### What to do
According to the page below on the men's T46 1500 metres at the 2023 Parapan American Games, who took the silver medal, and for which country?

-------- Selected excerpt

- Venue: Mario Recordón Athletics Training Center
- Dates: November 22
- Competitors: 7 from 5 nations
- Winning time: 4:12.50

Medalists
- 1st place, gold medalist(s):  / Mauricio Orrego / Chile
- 2nd place, silver medalist(s):  / Tahmar Upshaw / United States
- 3rd place, bronze medalist(s):  / Bryan Muguicha / Ecuador

= Athletics at the 2023 Parapan American Games – Men's 1500 metres T46 =

The men's T46 1500 metres competition of the athletics events at the 2023 Parapan American Games was held on November 22 at the Mario Recordón Athletics Training Center within the Julio Martínez National Stadium of Santiago, Chile.

==Records==
Prior to this competition, the existing world and Pan American Games records were as follows:

| World record | Michael Roeger (AUS) | 3:46.51 | Sydney, Australia | February 4, 2017 |
| Parapan American Games record | Mario Santillan (MEX) | 4:08.44 | Rio de Janeiro, Brazil | August 18, 2007 |
| Americas record | Pedro Meza Zempoaltecatl (MEX) | 4:08.26 | Athens, Greece | September 20, 2004 |

==Schedule==

| Date | Time | Round |
|---|---|---|
| November 25, 2023 | 18:53 | Final |

==Results==
All times shown are in seconds.

----------------
-------- Data rows

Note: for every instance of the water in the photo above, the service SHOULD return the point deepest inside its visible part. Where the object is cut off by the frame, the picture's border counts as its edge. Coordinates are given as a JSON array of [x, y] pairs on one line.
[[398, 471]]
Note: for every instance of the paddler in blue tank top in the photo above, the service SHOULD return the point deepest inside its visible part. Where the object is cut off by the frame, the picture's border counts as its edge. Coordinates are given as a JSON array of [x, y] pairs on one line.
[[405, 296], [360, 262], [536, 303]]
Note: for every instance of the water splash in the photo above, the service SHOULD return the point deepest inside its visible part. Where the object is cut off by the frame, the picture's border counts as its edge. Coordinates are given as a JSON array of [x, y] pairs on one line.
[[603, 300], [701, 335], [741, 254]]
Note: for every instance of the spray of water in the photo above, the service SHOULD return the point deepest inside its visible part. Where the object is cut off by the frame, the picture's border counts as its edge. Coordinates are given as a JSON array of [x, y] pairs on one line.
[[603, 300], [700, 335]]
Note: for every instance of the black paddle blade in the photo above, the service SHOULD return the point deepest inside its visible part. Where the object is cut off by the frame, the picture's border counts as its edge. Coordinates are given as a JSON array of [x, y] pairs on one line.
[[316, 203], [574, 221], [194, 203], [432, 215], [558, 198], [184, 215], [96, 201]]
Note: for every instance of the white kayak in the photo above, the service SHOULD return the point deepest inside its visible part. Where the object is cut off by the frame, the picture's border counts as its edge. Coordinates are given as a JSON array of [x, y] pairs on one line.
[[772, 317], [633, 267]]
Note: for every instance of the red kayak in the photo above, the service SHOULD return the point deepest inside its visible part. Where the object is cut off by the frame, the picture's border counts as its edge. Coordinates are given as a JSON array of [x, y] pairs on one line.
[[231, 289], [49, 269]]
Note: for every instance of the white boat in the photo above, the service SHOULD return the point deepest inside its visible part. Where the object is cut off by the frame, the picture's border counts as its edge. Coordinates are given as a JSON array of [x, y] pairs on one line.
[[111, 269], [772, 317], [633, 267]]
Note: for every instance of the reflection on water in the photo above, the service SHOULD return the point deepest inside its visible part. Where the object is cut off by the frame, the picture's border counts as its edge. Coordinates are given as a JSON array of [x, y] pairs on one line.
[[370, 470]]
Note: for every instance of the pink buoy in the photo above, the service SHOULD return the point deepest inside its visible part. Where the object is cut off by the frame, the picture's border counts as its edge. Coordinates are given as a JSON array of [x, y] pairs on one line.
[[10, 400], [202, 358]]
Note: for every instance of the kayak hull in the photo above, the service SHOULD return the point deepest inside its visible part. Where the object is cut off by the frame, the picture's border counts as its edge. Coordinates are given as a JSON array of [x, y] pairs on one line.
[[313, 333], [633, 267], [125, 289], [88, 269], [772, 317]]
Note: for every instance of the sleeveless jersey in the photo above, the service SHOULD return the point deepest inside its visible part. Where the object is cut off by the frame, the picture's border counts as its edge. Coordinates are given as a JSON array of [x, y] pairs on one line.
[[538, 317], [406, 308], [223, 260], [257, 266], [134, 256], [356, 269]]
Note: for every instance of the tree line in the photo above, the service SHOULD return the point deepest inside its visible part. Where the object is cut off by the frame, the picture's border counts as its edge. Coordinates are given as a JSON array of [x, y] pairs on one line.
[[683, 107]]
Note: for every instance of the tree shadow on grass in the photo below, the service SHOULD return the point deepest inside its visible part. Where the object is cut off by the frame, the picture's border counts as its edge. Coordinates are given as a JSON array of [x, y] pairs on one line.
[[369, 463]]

----------------

### Answer to this task
Tahmar Upshaw of the United States.